--- What to work on ---
Rewrite the lines below from the line with "like [591, 503]." to the line with "Phrase: cross brace wire", substituting "diagonal support wire" for "cross brace wire" and changing nothing else.

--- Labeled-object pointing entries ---
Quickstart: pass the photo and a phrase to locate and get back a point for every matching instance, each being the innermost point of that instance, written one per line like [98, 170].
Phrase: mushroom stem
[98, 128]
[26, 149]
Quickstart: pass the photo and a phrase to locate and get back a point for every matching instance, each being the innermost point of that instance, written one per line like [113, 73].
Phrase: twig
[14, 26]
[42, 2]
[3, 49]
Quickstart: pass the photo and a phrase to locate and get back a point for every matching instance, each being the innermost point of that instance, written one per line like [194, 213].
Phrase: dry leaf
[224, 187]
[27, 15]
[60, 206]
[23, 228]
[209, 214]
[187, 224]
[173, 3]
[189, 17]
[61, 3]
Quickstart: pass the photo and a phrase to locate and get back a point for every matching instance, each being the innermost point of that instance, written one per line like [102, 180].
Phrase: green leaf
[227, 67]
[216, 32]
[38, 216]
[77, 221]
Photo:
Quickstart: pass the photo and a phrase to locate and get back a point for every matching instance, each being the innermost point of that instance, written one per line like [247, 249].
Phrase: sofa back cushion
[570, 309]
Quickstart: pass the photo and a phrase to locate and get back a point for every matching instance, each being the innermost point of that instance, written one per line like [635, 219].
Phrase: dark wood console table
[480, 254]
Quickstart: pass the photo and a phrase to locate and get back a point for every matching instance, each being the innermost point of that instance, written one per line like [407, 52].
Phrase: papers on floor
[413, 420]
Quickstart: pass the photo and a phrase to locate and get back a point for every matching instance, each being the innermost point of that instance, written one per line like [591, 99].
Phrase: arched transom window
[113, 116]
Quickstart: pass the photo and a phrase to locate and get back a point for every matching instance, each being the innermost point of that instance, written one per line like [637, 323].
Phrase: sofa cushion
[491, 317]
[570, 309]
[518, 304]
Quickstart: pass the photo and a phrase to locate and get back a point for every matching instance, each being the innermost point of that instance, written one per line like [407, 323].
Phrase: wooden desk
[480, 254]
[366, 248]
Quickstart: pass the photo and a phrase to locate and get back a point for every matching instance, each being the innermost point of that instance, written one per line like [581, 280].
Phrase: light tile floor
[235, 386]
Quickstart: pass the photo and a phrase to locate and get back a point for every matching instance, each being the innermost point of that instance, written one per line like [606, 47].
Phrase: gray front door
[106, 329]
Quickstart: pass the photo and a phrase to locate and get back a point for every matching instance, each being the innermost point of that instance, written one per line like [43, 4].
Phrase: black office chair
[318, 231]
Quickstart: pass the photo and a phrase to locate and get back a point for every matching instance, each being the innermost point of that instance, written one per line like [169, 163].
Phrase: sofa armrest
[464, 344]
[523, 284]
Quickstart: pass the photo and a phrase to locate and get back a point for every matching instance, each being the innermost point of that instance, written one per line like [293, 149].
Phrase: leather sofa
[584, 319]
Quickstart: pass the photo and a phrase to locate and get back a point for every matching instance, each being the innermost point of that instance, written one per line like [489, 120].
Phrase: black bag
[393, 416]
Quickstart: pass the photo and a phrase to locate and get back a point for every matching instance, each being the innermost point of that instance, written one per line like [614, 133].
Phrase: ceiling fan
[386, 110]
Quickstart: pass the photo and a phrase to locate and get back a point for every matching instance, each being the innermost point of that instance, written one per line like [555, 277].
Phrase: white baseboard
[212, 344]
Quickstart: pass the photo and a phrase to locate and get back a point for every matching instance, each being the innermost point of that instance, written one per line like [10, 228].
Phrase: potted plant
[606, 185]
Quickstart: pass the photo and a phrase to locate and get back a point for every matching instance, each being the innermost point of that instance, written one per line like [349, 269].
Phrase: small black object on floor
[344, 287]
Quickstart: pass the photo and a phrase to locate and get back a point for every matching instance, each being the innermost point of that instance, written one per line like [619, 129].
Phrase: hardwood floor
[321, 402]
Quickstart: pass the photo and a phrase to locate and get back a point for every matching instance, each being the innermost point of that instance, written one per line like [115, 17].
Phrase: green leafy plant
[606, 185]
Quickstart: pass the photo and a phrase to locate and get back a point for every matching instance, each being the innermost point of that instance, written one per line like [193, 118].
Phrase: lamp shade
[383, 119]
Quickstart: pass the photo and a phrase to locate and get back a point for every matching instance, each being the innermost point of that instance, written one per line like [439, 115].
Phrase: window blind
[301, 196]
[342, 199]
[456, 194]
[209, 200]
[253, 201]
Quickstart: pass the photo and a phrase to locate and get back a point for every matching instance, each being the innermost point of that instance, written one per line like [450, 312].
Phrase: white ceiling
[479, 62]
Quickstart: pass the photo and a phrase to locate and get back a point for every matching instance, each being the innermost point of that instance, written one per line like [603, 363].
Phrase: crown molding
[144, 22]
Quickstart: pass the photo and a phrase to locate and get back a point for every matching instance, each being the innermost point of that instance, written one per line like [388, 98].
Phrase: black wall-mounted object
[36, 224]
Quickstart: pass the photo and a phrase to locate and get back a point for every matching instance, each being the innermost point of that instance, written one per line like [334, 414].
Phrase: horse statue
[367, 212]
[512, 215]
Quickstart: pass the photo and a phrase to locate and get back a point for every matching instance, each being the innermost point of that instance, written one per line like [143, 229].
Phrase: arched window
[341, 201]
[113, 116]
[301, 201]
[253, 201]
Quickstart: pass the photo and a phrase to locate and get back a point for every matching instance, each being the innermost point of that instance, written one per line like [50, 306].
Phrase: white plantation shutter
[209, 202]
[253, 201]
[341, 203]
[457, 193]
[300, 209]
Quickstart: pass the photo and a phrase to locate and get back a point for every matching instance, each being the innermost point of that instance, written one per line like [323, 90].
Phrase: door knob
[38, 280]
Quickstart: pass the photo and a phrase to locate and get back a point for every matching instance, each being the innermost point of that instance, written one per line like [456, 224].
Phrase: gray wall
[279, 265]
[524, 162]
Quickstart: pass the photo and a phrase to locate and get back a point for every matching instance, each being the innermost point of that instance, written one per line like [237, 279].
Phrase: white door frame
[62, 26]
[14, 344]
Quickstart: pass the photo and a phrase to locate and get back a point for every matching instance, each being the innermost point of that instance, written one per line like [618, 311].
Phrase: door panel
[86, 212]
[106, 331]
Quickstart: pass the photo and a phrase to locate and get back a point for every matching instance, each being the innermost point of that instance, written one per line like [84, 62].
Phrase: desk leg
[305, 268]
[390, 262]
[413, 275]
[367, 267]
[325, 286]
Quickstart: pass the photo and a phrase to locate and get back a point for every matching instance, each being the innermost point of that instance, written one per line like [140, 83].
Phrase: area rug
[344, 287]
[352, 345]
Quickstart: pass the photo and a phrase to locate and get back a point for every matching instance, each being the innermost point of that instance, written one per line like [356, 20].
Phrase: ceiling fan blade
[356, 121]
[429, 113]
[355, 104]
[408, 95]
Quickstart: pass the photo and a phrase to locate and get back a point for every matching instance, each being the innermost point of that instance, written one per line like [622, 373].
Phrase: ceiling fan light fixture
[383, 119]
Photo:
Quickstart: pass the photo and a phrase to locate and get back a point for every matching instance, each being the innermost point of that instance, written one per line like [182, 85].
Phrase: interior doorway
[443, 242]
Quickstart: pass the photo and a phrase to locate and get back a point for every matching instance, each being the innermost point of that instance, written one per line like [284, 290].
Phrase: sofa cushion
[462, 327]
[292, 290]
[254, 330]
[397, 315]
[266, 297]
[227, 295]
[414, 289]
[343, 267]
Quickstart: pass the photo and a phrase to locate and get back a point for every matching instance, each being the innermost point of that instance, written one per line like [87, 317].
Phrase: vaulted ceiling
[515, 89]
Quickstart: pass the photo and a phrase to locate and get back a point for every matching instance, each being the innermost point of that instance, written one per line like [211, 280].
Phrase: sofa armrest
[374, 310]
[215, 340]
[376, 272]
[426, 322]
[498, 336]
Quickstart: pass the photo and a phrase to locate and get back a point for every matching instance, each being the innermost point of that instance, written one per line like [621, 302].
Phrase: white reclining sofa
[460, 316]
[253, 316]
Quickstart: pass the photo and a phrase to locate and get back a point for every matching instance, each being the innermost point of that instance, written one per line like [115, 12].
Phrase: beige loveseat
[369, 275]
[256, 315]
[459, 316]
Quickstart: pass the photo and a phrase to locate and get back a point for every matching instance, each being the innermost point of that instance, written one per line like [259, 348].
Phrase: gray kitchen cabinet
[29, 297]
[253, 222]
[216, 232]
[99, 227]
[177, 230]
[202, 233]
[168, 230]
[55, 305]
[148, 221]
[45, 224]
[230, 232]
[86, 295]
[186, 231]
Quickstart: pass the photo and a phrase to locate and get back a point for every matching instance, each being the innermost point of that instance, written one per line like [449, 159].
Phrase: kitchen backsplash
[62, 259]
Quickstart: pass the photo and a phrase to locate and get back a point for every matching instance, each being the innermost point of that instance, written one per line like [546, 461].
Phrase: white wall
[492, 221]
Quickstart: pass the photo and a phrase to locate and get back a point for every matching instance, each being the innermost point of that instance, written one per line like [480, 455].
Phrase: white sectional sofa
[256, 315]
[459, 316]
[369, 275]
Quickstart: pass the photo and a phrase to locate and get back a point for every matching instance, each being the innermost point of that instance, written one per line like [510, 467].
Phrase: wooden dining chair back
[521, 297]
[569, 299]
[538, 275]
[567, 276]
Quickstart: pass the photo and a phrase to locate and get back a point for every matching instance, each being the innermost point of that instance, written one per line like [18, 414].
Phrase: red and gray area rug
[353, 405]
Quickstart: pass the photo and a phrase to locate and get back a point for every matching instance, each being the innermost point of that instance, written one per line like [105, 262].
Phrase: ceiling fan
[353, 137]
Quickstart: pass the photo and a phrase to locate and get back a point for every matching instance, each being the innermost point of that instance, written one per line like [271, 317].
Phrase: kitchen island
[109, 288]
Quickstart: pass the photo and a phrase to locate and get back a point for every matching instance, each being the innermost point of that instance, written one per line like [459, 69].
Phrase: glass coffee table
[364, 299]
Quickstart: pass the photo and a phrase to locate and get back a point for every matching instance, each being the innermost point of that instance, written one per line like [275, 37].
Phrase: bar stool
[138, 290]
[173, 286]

--

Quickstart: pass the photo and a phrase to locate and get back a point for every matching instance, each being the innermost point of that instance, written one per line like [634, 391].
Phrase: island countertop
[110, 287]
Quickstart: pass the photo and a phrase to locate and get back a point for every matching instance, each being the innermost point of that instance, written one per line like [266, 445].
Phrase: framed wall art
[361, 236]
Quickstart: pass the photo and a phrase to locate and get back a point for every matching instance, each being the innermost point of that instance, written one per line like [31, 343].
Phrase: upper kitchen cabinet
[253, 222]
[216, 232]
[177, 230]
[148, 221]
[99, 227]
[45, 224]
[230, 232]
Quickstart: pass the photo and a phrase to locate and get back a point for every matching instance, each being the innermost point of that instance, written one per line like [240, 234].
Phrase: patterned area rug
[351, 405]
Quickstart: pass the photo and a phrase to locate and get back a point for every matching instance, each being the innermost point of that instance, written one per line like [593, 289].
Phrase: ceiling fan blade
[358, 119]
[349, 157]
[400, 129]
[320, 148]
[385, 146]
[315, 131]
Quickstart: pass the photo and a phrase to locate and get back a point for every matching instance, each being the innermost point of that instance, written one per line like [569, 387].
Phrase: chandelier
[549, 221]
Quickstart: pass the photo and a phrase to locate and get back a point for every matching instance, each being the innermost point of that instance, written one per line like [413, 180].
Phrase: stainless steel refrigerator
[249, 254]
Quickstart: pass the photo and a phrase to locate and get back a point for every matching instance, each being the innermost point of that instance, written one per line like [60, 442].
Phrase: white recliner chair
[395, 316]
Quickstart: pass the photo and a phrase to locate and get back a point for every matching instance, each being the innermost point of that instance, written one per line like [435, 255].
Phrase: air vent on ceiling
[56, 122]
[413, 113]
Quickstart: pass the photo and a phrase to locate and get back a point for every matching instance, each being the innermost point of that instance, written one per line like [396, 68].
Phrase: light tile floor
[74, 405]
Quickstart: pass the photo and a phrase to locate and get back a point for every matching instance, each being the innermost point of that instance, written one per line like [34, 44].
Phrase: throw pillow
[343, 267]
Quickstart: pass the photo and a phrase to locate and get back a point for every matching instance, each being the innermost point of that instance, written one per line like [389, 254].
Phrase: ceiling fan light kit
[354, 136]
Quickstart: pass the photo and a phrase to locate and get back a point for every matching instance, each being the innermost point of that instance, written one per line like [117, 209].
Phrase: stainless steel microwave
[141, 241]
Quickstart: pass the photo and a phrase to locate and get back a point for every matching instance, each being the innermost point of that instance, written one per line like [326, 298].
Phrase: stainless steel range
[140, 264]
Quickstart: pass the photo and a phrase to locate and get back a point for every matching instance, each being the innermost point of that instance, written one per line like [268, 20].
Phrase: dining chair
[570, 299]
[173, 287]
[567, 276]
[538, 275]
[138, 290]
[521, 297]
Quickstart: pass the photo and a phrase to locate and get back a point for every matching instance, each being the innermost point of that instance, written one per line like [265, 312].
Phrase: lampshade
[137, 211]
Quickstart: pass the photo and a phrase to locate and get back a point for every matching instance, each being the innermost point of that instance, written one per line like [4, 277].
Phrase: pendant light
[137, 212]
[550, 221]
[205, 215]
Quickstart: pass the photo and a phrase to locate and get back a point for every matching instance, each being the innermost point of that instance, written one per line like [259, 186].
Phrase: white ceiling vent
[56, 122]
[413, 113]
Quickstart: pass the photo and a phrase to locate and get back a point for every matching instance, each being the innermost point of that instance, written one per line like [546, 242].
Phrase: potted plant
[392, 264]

--

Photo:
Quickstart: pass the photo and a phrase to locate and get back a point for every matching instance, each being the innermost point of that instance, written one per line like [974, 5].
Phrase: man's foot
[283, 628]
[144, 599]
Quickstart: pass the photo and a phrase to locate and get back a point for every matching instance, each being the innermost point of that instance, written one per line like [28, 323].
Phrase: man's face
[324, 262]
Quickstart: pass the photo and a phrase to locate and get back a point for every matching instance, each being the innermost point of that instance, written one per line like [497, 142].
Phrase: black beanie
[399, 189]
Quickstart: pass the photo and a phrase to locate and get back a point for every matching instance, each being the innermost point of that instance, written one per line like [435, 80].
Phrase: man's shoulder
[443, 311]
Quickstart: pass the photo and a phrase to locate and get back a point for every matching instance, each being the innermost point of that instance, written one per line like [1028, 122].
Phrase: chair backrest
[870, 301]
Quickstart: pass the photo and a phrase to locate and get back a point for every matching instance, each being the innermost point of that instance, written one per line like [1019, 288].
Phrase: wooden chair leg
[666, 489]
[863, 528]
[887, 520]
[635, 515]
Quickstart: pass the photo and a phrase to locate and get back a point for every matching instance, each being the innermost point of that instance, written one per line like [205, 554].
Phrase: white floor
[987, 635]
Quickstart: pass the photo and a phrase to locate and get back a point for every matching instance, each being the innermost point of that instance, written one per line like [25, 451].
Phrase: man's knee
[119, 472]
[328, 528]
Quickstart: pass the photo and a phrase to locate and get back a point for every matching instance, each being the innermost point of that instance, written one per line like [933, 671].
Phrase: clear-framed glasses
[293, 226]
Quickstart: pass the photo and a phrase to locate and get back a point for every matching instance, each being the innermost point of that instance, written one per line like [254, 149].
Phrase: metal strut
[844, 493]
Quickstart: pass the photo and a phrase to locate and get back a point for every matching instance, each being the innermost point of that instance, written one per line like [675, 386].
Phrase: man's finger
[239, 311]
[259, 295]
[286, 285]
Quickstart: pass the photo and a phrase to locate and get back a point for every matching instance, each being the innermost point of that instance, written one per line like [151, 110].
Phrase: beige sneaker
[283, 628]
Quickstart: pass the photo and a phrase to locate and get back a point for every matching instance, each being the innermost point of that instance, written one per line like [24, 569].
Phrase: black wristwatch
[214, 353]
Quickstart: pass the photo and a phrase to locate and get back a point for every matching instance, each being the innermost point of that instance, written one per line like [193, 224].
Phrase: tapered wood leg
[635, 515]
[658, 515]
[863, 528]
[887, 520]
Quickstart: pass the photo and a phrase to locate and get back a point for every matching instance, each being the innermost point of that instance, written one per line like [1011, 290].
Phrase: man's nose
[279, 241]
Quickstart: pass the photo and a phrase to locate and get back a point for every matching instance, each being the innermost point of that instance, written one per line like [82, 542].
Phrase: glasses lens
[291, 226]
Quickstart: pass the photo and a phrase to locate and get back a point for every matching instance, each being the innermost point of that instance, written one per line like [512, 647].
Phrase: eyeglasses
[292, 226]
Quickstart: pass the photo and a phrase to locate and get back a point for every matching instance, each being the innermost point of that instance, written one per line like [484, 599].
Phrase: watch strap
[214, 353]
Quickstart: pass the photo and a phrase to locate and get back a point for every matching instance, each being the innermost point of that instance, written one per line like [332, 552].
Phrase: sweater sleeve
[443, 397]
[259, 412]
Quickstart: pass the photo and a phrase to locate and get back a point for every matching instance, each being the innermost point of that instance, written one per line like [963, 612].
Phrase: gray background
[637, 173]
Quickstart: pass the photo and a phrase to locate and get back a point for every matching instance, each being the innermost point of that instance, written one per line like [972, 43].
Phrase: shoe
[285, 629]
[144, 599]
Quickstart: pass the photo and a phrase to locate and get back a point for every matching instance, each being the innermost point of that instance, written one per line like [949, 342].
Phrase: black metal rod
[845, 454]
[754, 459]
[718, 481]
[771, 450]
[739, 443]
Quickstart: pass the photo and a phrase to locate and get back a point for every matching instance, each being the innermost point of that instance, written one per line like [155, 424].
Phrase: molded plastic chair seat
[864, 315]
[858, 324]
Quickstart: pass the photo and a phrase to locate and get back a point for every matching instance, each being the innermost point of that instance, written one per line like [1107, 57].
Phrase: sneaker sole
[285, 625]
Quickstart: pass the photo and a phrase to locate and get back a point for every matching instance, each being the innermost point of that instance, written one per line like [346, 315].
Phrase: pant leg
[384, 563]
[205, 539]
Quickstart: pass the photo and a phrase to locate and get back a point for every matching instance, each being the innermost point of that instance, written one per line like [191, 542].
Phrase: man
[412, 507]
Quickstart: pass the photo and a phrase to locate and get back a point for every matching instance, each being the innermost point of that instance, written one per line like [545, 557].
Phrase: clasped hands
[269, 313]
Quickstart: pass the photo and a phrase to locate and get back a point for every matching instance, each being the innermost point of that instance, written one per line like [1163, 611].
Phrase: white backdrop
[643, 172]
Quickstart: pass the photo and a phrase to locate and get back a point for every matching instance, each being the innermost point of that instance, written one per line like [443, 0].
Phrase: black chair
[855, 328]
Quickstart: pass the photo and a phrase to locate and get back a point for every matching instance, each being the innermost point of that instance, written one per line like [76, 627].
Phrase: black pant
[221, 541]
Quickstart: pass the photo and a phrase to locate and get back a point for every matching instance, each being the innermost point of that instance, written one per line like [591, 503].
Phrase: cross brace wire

--- In response ---
Quickstart: pass the photo and a phrase to locate and get back a point for every matching instance, each being the innermost point of that instance, written one per line like [591, 503].
Phrase: diagonal support wire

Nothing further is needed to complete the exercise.